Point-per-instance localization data
---

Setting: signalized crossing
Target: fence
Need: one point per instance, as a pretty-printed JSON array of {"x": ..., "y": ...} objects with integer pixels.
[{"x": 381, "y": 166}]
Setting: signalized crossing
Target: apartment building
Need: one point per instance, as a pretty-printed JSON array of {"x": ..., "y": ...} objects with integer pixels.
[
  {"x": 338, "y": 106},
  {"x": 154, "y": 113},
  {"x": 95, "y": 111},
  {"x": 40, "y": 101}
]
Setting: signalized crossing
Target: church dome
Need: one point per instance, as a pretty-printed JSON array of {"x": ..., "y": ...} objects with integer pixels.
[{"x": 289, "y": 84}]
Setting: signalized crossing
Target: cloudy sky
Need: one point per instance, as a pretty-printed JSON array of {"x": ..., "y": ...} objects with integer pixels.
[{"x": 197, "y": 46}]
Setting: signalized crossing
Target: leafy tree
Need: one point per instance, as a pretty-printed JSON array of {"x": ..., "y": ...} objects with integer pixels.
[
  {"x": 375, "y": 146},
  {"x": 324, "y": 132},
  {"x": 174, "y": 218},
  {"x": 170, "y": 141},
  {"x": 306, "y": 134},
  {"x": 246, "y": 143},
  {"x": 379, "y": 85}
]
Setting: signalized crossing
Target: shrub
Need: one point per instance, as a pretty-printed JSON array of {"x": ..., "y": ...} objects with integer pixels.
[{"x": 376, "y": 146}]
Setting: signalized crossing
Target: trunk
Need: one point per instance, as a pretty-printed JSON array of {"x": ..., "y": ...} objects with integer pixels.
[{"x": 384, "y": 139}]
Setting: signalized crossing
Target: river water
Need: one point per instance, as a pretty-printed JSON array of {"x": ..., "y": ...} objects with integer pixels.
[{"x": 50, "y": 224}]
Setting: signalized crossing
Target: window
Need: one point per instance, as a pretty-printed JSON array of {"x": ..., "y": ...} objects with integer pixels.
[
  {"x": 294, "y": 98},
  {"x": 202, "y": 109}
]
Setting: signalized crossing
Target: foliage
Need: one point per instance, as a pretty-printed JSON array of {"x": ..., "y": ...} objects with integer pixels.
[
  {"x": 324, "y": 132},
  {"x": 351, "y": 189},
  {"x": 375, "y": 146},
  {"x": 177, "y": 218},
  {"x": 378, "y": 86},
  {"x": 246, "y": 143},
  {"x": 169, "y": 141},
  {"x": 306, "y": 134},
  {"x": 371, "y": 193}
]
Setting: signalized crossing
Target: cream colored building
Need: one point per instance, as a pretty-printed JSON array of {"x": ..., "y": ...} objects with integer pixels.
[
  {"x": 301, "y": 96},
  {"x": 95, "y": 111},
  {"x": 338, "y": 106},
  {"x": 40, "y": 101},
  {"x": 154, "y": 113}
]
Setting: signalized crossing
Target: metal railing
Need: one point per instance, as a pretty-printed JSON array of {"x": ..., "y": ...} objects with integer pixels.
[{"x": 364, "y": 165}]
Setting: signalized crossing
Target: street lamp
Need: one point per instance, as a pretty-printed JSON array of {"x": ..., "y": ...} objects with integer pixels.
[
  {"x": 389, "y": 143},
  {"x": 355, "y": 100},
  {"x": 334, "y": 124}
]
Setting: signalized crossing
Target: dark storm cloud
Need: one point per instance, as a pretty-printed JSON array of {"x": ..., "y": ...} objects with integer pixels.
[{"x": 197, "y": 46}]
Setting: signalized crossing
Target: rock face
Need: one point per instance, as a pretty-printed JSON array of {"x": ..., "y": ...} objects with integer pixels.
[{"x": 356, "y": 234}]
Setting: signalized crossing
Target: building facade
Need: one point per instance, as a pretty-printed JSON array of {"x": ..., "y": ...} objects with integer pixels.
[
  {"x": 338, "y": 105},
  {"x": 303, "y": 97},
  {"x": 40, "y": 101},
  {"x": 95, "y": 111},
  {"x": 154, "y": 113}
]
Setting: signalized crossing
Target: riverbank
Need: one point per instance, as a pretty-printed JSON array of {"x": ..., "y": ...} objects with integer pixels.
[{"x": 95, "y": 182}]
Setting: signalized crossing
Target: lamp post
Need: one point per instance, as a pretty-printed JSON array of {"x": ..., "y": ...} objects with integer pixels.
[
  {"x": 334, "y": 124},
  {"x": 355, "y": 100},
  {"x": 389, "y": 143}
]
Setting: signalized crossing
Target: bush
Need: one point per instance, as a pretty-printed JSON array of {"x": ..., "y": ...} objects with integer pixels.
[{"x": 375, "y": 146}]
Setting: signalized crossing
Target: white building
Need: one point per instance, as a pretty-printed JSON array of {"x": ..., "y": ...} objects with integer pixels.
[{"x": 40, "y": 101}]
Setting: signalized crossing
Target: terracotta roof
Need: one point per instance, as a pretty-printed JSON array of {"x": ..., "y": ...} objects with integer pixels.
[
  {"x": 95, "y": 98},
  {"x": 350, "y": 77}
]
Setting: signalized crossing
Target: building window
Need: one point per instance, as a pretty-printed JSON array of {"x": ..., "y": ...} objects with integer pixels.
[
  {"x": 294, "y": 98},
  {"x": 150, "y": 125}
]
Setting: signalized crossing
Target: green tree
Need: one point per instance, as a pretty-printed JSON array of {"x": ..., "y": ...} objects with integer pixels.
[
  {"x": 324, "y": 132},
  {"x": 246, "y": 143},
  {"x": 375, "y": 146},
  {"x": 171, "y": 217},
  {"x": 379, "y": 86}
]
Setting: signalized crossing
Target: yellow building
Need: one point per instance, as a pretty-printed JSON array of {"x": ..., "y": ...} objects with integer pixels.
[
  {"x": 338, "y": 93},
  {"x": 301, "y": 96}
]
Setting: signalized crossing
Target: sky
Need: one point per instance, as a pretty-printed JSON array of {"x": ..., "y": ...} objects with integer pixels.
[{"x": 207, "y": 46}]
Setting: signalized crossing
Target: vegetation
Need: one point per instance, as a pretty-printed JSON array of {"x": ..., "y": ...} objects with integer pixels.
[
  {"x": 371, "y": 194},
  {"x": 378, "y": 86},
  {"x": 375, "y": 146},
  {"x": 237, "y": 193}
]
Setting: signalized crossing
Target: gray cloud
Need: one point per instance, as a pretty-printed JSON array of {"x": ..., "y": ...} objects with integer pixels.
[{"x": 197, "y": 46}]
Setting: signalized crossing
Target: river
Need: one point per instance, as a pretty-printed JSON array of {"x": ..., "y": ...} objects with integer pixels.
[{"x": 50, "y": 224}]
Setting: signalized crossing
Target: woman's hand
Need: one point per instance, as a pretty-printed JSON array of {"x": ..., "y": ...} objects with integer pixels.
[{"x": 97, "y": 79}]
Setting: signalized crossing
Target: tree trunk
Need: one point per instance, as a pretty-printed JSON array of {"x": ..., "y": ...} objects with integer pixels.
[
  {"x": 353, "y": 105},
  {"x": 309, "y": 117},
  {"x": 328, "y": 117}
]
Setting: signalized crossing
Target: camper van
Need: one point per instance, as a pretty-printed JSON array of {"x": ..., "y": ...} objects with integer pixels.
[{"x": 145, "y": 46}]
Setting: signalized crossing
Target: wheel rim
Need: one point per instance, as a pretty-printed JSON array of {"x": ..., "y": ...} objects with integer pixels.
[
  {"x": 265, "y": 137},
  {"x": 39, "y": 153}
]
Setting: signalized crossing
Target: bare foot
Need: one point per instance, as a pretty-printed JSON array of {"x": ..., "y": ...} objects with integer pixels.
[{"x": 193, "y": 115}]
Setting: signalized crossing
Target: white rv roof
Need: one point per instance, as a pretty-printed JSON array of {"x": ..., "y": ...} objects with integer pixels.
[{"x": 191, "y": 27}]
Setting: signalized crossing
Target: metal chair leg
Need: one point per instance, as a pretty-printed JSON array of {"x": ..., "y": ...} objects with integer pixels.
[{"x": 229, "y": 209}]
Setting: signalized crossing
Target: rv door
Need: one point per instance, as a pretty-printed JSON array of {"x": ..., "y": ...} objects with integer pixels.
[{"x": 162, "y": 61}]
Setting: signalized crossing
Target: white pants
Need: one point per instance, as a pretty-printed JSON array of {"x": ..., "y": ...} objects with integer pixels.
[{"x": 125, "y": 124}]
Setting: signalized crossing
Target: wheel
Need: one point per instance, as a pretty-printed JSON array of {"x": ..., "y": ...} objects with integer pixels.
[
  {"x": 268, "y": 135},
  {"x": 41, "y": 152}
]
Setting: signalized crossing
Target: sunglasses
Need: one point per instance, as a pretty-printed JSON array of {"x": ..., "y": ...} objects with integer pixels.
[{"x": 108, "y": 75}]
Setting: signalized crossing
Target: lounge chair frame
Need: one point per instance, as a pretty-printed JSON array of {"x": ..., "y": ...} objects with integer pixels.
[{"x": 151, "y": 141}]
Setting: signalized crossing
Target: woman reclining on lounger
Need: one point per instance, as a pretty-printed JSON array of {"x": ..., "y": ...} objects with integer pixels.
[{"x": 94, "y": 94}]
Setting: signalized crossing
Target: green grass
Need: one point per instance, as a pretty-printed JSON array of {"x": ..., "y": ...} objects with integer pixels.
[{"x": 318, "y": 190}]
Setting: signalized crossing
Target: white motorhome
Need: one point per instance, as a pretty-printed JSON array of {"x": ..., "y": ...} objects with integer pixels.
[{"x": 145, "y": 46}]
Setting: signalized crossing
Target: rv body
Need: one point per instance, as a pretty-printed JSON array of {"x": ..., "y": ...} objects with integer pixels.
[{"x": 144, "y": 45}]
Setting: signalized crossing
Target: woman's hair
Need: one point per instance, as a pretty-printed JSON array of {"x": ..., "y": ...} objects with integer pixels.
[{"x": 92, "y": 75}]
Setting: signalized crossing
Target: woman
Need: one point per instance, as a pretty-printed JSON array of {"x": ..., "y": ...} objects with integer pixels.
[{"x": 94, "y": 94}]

---

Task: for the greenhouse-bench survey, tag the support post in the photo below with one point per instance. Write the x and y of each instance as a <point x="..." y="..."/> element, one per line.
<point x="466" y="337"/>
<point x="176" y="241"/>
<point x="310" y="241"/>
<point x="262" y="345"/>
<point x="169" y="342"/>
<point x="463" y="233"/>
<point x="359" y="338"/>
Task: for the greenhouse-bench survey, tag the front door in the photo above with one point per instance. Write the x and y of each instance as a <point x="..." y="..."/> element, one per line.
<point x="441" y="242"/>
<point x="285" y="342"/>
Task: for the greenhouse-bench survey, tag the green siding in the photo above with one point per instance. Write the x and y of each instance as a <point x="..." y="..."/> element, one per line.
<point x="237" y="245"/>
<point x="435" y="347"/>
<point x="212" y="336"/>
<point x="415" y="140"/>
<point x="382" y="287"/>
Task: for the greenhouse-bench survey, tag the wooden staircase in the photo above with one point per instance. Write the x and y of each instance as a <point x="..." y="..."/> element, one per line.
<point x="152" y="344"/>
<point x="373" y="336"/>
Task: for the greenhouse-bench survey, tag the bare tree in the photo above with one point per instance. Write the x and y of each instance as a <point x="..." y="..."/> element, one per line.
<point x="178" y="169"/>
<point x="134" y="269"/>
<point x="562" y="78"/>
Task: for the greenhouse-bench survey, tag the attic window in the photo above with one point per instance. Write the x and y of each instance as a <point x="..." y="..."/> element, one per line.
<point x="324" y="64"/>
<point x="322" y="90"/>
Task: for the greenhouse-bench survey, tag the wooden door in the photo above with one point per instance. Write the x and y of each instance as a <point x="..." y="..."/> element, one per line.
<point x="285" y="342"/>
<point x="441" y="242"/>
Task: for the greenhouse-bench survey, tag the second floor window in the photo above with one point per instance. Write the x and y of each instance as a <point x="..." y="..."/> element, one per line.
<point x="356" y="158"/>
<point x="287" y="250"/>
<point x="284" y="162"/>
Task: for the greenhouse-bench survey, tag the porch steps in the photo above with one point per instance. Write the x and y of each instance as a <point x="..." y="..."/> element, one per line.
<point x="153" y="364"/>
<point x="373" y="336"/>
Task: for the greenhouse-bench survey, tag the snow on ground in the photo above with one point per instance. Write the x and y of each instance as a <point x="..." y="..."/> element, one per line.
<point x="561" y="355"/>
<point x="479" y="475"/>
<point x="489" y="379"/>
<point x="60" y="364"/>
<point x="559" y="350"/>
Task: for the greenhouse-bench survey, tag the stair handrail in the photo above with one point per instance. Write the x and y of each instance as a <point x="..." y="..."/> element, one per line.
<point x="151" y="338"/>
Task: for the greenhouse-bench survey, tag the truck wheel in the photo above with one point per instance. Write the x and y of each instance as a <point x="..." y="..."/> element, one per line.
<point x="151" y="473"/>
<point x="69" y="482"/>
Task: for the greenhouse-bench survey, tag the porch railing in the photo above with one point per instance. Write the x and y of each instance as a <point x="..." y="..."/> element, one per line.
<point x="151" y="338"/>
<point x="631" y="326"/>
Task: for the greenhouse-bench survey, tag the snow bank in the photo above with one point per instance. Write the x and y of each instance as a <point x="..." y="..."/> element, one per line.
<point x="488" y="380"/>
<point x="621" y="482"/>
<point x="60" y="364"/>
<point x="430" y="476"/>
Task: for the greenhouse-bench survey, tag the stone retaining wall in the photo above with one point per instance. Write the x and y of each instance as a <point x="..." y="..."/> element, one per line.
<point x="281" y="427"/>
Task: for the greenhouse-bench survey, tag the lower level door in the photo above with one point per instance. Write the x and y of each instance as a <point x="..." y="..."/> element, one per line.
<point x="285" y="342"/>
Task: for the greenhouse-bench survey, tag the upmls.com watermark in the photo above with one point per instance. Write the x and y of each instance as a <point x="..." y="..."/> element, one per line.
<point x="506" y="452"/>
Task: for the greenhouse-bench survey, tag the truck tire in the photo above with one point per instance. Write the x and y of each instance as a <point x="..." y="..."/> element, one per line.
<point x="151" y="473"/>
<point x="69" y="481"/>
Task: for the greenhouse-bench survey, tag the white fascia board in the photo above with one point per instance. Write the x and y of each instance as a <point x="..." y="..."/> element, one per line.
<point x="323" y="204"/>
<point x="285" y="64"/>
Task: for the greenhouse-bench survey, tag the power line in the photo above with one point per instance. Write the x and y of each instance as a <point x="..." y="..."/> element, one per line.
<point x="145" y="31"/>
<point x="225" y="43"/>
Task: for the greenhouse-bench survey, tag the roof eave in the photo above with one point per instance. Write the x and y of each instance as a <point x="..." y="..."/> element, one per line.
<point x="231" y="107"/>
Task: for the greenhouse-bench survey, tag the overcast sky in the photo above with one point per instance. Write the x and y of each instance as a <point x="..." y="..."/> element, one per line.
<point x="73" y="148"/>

---

WHAT THIS TASK INVOLVES - Out of the preceding entries, pull every line containing the string "lamp".

RESULT -
Target: street lamp
Target: lamp post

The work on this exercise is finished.